## PROBLEM DETAILS
Could you please repeat the data below word for word?

## DATA FOR THIS EXERCISE
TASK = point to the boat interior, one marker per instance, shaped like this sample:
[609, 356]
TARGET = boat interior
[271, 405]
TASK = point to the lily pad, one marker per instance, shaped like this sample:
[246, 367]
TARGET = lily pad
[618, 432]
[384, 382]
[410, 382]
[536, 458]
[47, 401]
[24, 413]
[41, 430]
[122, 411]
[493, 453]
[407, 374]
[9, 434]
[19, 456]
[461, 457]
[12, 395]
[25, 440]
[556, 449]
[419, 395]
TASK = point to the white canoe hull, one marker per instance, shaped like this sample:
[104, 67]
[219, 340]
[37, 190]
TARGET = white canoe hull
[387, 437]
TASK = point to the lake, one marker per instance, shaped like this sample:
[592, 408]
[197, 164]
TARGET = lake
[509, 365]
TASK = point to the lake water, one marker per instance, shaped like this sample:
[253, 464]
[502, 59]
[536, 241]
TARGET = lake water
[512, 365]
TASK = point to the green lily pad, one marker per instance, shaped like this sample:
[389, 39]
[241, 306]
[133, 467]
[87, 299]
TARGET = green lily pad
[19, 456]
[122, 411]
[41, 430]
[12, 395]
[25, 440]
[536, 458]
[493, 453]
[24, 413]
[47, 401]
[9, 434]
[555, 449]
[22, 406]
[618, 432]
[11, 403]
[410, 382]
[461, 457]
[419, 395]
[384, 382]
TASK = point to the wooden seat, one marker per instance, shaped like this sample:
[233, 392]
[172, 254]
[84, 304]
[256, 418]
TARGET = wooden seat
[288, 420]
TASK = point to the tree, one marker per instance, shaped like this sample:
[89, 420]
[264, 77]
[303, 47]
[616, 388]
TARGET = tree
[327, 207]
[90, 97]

## TASK RESPONSE
TASK = point to the boat interior, one marker per instance, shaped like this sample:
[609, 356]
TARGET = boat interior
[271, 405]
TASK = point to the lily pad, one marker per instance, shaped like this sample:
[246, 367]
TARGET = lily pad
[618, 432]
[384, 382]
[410, 382]
[536, 458]
[47, 401]
[24, 413]
[41, 430]
[122, 411]
[493, 453]
[407, 374]
[9, 434]
[19, 456]
[461, 457]
[12, 395]
[25, 440]
[556, 449]
[419, 395]
TASK = point to the white canoe hull, one marker per instance, shaped like this sample:
[104, 67]
[219, 340]
[37, 190]
TARGET = white canoe hull
[387, 437]
TASK = point to the lake, one marker per instance, shaped like this sample:
[592, 408]
[197, 164]
TARGET = lake
[509, 365]
TASK = point to the lake water, one marker per instance, shaped like this sample:
[253, 464]
[502, 59]
[536, 241]
TARGET = lake water
[512, 365]
TASK = point to the green lily pad, one marker per instance, shaped like this sample:
[389, 39]
[241, 306]
[133, 467]
[87, 299]
TARGET = green lily pad
[19, 456]
[122, 411]
[41, 430]
[12, 395]
[25, 440]
[536, 458]
[493, 453]
[24, 413]
[47, 401]
[9, 434]
[555, 449]
[22, 406]
[618, 432]
[11, 403]
[410, 382]
[461, 457]
[419, 395]
[384, 382]
TASK = point to the wooden seat, one marker per instance, shaped like this sample:
[233, 392]
[172, 254]
[84, 304]
[256, 418]
TARGET = wooden seat
[288, 420]
TASK = point to the tree, one marker per instance, shaped like this sample:
[89, 420]
[264, 77]
[303, 47]
[616, 388]
TARGET = tree
[327, 207]
[90, 97]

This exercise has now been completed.